◆ What needs to be done
Write out each of the rows below again, word for word.

[Location identification rows]
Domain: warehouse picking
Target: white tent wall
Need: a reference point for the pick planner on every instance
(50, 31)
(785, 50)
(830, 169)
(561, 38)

◆ Response to this task
Domain: warehouse picking
Target: white tent wall
Need: a reference point for the pick planner on every instance
(50, 31)
(785, 50)
(830, 169)
(561, 38)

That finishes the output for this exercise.